Exercise description: From the entries that follow, copy exactly the lines beginning at the line holding "blade, it would be much appreciated." and continuing through the line holding "stands, it would be much appreciated.".

(Stored items)
╔══

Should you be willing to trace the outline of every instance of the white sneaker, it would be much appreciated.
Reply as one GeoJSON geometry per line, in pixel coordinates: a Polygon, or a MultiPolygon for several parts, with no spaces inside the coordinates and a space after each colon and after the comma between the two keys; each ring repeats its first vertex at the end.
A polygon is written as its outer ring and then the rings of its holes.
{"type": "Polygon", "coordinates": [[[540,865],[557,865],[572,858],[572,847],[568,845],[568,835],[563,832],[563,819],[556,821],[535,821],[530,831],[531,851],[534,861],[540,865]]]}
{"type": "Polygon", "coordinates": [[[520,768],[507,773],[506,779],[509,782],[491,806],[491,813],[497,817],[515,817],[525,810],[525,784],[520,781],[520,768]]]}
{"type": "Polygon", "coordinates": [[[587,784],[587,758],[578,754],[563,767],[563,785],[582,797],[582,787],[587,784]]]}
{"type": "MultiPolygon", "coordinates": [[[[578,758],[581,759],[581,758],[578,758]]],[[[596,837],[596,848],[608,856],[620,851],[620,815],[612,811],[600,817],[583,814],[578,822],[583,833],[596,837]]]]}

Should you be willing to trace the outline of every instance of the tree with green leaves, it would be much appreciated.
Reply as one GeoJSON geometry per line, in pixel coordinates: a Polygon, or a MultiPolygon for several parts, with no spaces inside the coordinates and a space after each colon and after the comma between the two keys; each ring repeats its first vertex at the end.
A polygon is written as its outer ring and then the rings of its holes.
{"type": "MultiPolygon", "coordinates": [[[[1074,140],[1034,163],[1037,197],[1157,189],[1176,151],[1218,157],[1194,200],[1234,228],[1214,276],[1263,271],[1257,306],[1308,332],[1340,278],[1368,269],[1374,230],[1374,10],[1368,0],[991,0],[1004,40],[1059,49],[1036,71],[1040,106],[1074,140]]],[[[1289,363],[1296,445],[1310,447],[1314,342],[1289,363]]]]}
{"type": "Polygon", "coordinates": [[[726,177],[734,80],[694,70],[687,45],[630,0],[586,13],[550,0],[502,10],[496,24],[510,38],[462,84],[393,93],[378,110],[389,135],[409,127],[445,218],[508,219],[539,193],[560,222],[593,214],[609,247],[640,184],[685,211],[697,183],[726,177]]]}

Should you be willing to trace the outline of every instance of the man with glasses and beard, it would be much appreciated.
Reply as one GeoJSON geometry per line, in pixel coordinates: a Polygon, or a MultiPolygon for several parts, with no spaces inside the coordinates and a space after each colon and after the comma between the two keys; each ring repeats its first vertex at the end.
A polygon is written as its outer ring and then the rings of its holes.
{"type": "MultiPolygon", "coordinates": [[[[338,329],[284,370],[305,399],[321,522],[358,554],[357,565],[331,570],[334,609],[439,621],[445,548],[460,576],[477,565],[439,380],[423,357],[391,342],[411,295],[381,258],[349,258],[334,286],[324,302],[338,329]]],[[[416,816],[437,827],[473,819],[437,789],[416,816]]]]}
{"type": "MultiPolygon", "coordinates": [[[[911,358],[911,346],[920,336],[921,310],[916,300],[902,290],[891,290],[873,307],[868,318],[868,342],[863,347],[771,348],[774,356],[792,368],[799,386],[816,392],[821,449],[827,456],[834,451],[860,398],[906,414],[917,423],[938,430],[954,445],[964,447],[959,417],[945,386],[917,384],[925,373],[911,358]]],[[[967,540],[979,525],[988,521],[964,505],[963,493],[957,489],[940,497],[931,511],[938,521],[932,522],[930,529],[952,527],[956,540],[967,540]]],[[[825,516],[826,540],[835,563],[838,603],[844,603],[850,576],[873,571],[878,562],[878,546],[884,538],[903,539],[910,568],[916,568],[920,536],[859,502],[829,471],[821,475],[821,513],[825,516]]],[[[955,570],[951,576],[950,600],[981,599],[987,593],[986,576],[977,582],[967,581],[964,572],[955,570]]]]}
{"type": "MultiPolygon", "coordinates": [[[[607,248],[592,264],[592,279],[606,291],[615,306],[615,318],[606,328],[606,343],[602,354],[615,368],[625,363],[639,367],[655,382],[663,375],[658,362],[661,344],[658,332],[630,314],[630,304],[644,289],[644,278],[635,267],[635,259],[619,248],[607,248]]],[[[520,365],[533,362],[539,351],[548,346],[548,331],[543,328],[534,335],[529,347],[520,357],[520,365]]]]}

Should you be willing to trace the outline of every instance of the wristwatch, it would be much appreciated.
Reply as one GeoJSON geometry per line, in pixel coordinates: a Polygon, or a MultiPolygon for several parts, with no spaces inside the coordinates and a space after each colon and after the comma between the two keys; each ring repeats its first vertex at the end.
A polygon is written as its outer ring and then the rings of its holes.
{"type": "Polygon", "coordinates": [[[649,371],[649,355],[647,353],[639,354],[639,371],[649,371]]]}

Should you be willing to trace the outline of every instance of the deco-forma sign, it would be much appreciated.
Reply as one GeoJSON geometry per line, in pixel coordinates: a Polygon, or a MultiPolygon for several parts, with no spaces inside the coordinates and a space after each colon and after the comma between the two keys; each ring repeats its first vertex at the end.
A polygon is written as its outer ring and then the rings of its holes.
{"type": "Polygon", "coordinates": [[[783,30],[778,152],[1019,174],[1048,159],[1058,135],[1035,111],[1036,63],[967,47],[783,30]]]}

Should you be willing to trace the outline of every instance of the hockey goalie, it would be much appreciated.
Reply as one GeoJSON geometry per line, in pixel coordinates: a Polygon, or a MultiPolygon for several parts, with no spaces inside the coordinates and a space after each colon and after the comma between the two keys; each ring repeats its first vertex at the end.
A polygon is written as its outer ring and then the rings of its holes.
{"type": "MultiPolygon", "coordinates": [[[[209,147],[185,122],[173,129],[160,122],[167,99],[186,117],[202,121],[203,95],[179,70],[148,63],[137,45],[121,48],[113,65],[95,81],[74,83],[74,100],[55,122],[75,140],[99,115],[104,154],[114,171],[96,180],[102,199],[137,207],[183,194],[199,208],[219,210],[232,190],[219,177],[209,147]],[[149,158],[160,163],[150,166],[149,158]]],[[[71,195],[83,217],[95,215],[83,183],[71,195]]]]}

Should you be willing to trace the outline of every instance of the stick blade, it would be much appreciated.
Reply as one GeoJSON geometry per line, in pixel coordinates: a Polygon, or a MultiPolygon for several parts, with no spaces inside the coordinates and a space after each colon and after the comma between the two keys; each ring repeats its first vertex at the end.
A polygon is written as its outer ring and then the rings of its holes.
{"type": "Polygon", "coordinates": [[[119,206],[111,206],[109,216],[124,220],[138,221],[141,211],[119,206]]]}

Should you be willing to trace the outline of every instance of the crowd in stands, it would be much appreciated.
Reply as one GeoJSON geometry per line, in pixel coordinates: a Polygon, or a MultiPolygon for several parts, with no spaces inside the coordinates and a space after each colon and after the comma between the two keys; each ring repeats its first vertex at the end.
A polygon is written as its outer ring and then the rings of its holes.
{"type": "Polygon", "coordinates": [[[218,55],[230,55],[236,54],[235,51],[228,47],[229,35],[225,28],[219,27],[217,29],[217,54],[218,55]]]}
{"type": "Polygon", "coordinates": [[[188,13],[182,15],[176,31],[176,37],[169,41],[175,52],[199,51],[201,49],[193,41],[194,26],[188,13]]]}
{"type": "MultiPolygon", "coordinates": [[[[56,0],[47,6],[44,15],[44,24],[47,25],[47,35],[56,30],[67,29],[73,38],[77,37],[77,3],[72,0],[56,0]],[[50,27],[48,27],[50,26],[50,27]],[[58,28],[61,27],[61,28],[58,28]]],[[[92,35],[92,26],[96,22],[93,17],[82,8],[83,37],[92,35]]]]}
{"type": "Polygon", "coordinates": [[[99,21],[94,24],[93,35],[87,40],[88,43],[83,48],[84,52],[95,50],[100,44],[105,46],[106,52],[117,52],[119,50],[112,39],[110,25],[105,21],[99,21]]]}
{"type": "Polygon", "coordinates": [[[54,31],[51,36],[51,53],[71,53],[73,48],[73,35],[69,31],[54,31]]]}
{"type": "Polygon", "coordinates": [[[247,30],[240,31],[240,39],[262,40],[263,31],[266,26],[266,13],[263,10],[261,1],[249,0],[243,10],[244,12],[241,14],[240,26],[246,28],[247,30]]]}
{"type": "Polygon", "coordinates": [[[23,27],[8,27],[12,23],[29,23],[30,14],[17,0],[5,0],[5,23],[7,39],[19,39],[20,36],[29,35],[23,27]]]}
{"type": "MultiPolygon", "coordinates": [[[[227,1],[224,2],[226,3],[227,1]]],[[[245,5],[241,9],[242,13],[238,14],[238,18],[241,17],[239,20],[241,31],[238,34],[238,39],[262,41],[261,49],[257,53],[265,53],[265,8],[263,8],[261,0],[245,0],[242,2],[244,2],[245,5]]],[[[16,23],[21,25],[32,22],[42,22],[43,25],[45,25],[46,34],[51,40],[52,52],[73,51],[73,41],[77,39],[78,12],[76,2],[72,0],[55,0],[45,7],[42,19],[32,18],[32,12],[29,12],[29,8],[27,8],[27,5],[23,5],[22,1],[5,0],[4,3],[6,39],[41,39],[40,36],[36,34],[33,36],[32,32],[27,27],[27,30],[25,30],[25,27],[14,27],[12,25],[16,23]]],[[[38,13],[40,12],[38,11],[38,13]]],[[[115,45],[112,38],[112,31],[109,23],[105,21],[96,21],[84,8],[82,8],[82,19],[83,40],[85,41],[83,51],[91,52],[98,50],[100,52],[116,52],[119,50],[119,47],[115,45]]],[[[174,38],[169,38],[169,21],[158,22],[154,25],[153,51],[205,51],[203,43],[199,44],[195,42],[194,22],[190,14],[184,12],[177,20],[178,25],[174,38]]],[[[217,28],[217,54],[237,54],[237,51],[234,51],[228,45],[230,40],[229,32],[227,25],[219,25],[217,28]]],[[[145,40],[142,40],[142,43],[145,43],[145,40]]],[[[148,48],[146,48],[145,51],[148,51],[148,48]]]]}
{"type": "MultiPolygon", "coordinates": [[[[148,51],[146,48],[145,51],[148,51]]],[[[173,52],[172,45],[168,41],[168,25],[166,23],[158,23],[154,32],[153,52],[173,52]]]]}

╚══

Response area:
Should you be willing to trace the outline of every instance of the stick blade, it would be much appreciated.
Reply as one GeoJSON geometry per line, in pixel coordinates: a Polygon, or a MultiPolygon for several parts, with no spaces inside the coordinates and a space after each colon and after the comma between the two keys; each ring repeats its first vertex at the end.
A polygon is written as its outer ring and then the rings of its holes.
{"type": "Polygon", "coordinates": [[[119,206],[111,206],[109,216],[124,220],[138,221],[141,211],[119,206]]]}

Should you be willing to trace the outline of every instance of the crowd in stands, it would be much appreciated.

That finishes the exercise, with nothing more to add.